» Exercise objective
Start at the top line and retype the data exactly through to the end.

» Extracted entries
====
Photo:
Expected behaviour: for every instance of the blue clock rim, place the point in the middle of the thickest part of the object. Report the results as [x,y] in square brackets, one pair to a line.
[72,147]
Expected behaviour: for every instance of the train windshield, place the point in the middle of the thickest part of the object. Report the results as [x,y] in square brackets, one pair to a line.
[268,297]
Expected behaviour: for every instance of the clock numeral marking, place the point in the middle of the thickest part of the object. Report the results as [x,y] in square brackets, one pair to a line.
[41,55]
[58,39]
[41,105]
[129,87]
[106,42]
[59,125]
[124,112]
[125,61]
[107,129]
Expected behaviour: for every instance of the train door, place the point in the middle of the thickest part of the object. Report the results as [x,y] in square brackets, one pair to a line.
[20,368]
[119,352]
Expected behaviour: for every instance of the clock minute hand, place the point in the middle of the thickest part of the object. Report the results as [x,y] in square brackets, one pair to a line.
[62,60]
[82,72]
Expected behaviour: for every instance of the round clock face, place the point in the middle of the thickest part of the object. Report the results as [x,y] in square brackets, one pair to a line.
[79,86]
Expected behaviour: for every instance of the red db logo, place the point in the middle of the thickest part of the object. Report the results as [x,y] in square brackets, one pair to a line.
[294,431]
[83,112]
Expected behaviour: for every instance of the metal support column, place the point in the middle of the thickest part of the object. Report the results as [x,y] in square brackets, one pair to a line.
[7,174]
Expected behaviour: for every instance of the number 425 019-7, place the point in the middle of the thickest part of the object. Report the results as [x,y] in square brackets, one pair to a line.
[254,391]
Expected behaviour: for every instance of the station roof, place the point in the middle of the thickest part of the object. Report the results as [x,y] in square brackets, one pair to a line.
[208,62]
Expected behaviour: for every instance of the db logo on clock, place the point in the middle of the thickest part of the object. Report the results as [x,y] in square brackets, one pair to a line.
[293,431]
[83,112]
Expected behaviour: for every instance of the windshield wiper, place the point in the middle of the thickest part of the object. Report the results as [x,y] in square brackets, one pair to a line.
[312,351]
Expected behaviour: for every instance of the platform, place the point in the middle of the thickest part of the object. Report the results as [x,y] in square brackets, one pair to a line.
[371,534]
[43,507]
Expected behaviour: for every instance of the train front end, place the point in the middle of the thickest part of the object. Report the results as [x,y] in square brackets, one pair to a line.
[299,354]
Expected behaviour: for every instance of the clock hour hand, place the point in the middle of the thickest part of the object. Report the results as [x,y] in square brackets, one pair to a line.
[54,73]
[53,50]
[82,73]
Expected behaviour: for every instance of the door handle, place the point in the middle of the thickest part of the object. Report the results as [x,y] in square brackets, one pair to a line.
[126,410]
====
» Result of the exercise
Photo:
Expected behaviour: for every instance of the blue clock rim, place the point in the middle of the thickest part of the object. Report the results as [x,y] in square brackets, one pair to a line.
[72,147]
Expected behaviour: for every instance of the train windshield, place the point in the middle of the thickest part of the object. Report the results as [x,y] in square brackets, one pair to a line.
[268,297]
Expected behaviour: for every instance of the clock numeral marking, place the point in the middle of the thickest part of the object. Report the results as [x,y] in square brackets, one pair to a line.
[41,55]
[58,39]
[41,105]
[129,87]
[106,42]
[59,125]
[124,112]
[125,61]
[107,129]
Expected behaviour: for every instance of the train door, place the point in the middle of the thickest part of the object. Report the results as [x,y] in square brackets, one pair to a line.
[20,368]
[119,352]
Expected behaviour: for every instance of the clock minute hand, place the point in the middle of the thickest part of the object. Report the results as [x,y] in square brackets, one pair to a line.
[62,60]
[82,72]
Expected behaviour: for every instance of the round clock face, place the point in the middle of the thickest part of the object. Report the results as [x,y] in square brackets, one pair to a line.
[79,86]
Expected behaviour: for every instance of the red db logo, place the point in the middle of the thickest part of the object. Report the results as [x,y] in square brackets, one pair to a line.
[294,431]
[83,112]
Expected behaviour: for every instance of the metal support column, place the point in the middle of the thickest part of the object. Report the results as [x,y] in square brackets, one pair to a line.
[7,174]
Expected behaviour: for every instance of the number 425 019-7, place the point in the middle of the thickest part of the object. Report the results as [x,y] in square brackets, one pair to a line.
[254,391]
Expected behaviour: for every instance of the station roof, place the point in the middle of the thickest part of the object. Report the results as [x,y] in square brackets, one pair to a line.
[208,62]
Expected behaviour: for every instance of the db logo on clock, place the point in the middle of the thickest part of the object. Report the results as [x,y] in square brackets, one pair to a line.
[293,431]
[83,112]
Expected behaviour: for every instance of the windshield wiper, place the point in the middle of the thickest part of the object. Report the results as [x,y] in square brackets, one pair to a line.
[312,351]
Expected behaviour: for every instance of the platform, place the point in the middle of the thickest part of the object. Report the results as [x,y] in square brackets, one pair to a line.
[371,534]
[43,507]
Expected behaviour: for every instance of the train front end, place the point in the middle of the thickest part of the object. Report the results as [x,y] in square brackets, one pair to a line.
[299,354]
Expected behaviour: for every instance of the clock hour hand, place the point in the middle of the thickest part of the object. Report the results as [x,y] in square brackets, one pair to a line.
[54,73]
[53,50]
[82,73]
Expected behaviour: for every instance of the door handle, place the point in the middle of the thickest part of the object. Report the results as [x,y] in square brackets, one pair to a line.
[126,410]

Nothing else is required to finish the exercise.